**Problem statement**
Output every record exactly, and nothing more.

(Excerpts from a dataset)
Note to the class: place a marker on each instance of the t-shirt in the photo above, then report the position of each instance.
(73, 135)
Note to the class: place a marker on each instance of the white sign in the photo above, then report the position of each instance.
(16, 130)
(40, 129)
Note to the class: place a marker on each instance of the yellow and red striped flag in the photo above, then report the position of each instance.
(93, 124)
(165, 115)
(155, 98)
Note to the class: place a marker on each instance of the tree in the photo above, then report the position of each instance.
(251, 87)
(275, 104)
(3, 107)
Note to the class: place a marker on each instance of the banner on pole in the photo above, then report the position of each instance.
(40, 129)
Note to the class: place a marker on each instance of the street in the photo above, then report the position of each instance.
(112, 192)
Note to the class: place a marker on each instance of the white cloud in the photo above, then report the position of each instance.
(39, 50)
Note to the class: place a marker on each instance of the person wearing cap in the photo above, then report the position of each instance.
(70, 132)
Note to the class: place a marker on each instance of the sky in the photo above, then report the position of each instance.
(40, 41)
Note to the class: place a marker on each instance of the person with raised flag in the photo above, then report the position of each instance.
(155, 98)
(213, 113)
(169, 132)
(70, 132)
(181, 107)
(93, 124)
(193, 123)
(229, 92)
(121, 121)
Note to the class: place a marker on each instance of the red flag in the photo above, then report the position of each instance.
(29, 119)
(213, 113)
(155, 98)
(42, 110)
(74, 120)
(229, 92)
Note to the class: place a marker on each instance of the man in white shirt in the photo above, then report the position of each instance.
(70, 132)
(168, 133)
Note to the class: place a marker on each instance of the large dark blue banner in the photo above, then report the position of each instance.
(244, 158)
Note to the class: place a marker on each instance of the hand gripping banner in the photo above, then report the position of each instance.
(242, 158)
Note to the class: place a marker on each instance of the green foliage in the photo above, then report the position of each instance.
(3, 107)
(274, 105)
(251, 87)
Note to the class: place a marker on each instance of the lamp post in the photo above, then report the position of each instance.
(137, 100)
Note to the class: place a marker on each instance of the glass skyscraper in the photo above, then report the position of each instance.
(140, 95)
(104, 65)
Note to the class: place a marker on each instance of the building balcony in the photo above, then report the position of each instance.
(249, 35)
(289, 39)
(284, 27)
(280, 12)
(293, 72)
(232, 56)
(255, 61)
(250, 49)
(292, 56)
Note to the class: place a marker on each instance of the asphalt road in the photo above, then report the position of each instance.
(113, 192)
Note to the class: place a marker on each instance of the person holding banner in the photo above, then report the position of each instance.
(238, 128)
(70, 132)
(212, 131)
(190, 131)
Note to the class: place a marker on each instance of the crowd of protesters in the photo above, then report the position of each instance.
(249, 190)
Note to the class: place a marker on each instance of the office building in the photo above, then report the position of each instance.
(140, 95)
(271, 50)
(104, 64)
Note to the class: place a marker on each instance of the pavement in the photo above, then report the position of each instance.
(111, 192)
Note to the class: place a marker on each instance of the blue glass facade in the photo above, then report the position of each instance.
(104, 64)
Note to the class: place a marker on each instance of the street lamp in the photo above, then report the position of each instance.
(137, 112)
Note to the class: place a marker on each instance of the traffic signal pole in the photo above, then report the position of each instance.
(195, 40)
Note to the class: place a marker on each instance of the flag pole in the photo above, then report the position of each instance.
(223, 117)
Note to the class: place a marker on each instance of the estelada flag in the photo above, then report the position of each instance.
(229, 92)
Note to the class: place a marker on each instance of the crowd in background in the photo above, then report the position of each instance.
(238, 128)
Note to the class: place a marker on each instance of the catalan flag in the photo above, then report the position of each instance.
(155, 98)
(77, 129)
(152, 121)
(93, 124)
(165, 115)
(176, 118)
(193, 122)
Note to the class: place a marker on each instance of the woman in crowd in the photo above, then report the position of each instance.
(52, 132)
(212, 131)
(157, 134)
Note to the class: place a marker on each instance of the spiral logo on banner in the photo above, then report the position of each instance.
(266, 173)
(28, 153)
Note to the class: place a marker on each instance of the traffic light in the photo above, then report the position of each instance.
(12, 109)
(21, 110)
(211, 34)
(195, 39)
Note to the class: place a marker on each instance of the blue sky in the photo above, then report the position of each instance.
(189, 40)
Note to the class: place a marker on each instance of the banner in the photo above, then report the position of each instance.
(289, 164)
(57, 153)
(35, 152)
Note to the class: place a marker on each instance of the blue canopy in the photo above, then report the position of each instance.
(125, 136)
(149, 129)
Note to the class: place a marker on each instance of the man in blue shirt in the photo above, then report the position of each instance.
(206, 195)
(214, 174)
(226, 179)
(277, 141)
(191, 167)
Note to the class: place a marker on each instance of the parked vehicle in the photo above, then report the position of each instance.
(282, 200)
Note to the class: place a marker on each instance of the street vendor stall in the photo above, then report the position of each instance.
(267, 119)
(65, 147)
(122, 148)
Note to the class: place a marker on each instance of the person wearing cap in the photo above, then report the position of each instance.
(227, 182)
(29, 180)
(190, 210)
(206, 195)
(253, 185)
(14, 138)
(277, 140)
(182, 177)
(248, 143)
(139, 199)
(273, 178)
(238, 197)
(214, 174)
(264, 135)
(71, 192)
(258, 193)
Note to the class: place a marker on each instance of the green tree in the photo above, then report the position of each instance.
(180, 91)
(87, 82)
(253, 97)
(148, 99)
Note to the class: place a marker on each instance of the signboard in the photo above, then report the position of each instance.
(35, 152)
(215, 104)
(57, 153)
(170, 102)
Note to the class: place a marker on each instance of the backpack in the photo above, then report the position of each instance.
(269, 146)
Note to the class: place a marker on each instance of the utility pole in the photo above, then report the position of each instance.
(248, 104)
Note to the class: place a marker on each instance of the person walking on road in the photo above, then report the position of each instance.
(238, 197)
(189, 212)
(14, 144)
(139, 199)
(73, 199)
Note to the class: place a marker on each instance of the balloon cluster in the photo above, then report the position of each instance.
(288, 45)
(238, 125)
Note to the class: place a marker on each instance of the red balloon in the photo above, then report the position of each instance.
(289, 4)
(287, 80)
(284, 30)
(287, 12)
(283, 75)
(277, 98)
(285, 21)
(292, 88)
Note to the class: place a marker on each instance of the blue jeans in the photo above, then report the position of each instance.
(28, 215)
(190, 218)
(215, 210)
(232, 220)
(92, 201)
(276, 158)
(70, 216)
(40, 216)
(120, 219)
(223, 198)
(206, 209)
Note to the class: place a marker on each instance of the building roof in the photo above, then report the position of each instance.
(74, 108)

**Exercise output**
Note to the class: place a marker on each instance of the t-shirt in the photo above, then report the position of each instance.
(73, 135)
Note to the class: place a marker on each instance of the white sign in the photo above, then report the position of each instance.
(16, 130)
(40, 129)
Note to the class: place a marker on each instance of the yellow and red striped flag in the photo above, then report the position of each instance.
(93, 124)
(165, 115)
(155, 98)
Note to the class: place a marker on each instance of the tree in the photo above, then report the position of each instance.
(251, 87)
(275, 104)
(3, 107)
Note to the class: place a marker on each instance of the banner on pole in the photo above, then report the position of each instance.
(40, 129)
Note to the class: place a marker on each instance of the street in the photo above, then report the position of each instance.
(112, 192)
Note to the class: place a marker on each instance of the white cloud in the photo above, then report the position of each instance.
(39, 50)
Note to the class: place a marker on each instance of the person wearing cap in the photo above, then report the position of each instance.
(70, 132)
Note to the class: place a marker on each instance of the sky in the photo above, then report the position of each instance.
(40, 41)
Note to the class: place a marker on each instance of the person with raised flag in the photo above, then report the position of each instance.
(155, 98)
(213, 113)
(169, 132)
(70, 132)
(181, 107)
(93, 124)
(193, 123)
(229, 92)
(121, 121)
Note to the class: place a marker on each instance of the red flag in the photo above, then report the position of each instance.
(29, 119)
(213, 113)
(155, 98)
(42, 110)
(74, 120)
(229, 92)
Note to the class: place a marker on each instance of the man in white shirt in the photo above, then report the position of each instance.
(70, 132)
(168, 133)
Note to the class: place a marker on each instance of the large dark blue banner in the photo above, then report the position of each instance.
(244, 158)
Note to the class: place a marker on each instance of the hand gripping banner in the photo above, then report the position of each instance.
(242, 158)
Note to the class: place a marker on each instance of the green foliage in the photo above, then report the position of each instance.
(3, 107)
(274, 105)
(251, 87)
Note to the class: place a marker on each instance of the lamp post in the photo above, then report the position of each instance.
(137, 100)
Note to the class: place a marker on each instance of the glass skyscraper in the photo above, then report the position of each instance.
(140, 95)
(104, 65)
Note to the class: place a marker on each instance of the building balcony in the photo above, then report the position of each instance.
(249, 35)
(289, 39)
(284, 27)
(280, 12)
(293, 72)
(232, 56)
(255, 61)
(250, 49)
(292, 56)
Note to the class: place a marker on each instance of the asphalt road in the photo above, then report the position of each instance.
(113, 192)
Note to the class: place a marker on each instance of the person holding banner in the photo above, then report the position of each instance.
(238, 128)
(70, 132)
(212, 131)
(190, 131)
Note to the class: place a marker on each instance of the crowd of protesters in the photo above, then report the position of each instance.
(249, 190)
Note to the class: place a marker on each instance of the office building in the photo above, then report the position of each instance.
(140, 95)
(271, 50)
(104, 64)
Note to the class: place a marker on each instance of the pavement in the photo above, then report the position of each instance.
(111, 192)
Note to the class: place a marker on each instance of the blue glass facade in the photo above, then report the position of each instance.
(104, 64)
Note to the class: place a marker on each instance of the street lamp in the photo above, then report the position of each instance.
(137, 112)
Note to the class: place a marker on each instance of the traffic signal pole in the photo above, then report the position of each instance.
(195, 40)
Note to the class: place a marker on each instance of the flag pole in the photo above, then report the position of each instance.
(223, 117)
Note to the class: place a marker on each instance of the estelada flag in the photo above, then report the position of each instance.
(229, 92)
Note to the class: place a marker on each instance of the crowd in background in the photo above, then report the position of each instance.
(238, 128)
Note to the class: place a marker on each instance of the catalan flag in the photo above, then report the position of each instance.
(155, 98)
(77, 129)
(152, 121)
(93, 124)
(165, 115)
(176, 118)
(193, 122)
Note to the class: place a marker on each instance of the woman in crowd in the photo above, then report the position of each instance.
(52, 132)
(212, 131)
(157, 134)
Note to the class: place a marker on each instance of the spiral logo on banner in the photo above, then report the position of each instance.
(266, 173)
(28, 153)
Note to the class: place a marker on each instance of the traffic light in the photo above, then report the position of each instance.
(12, 109)
(21, 110)
(211, 34)
(195, 39)
Note to the class: place a marker on each instance of the blue sky in the photo above, then report the position of each instance.
(189, 40)
Note to the class: place a marker on each instance of the banner in the photo above, then report the position of each instance.
(289, 164)
(57, 153)
(35, 152)
Note to the class: place a marker on each instance of the blue canopy in the photo above, then report the position of each instance.
(125, 136)
(149, 129)
Note to the class: place a marker on each instance of the man in blue shirt in the photo above, then report the position of each instance.
(206, 195)
(214, 174)
(226, 179)
(277, 141)
(191, 167)
Note to the class: place a marker on each instance of the parked vehicle in the photo above, then report the position of each instance.
(282, 200)
Note to the class: place a marker on each instance of the street vendor stall in the photo above, then report the position of each instance.
(267, 119)
(65, 147)
(122, 148)
Note to the class: place a marker on each instance of the person wearing cap in the photo above, then report the position of each instance.
(227, 182)
(29, 180)
(190, 210)
(206, 195)
(253, 185)
(14, 138)
(277, 140)
(182, 177)
(248, 143)
(139, 199)
(273, 178)
(238, 197)
(214, 174)
(264, 135)
(71, 192)
(258, 193)
Note to the class: place a marker on each instance of the green tree in the photo above, then report the position of each instance.
(180, 91)
(87, 82)
(253, 97)
(148, 99)
Note to the class: place a marker on each instance of the signboard in the photo above, then report the position of each instance.
(35, 152)
(215, 104)
(57, 153)
(170, 102)
Note to the class: place a marker on each instance of the backpack in the photo above, then report the position of each instance.
(269, 146)
Note to the class: place a marker on each instance of the utility pole in the photo above, then report the position of each instance.
(248, 104)
Note to the class: place a marker on each instance of the person walking on road in the photo above, then report the position of each instance.
(238, 197)
(189, 212)
(14, 144)
(139, 199)
(73, 199)
Note to the class: place a marker on each instance of the balloon cluster in the photo above, then report the position of each instance.
(288, 45)
(238, 125)
Note to the class: place a marker on each instance of the red balloon in the photo above, then report the position of each instance.
(289, 4)
(287, 80)
(284, 30)
(287, 12)
(283, 75)
(277, 98)
(285, 21)
(292, 88)
Note to the class: place a marker on each instance of the blue jeans in the photo above, then report the position of each instance.
(28, 215)
(190, 218)
(215, 210)
(232, 220)
(92, 201)
(276, 158)
(70, 216)
(40, 216)
(120, 219)
(223, 198)
(206, 209)
Note to the class: place a marker on each instance of the building roof in the photo above, then report the position of each instance.
(74, 108)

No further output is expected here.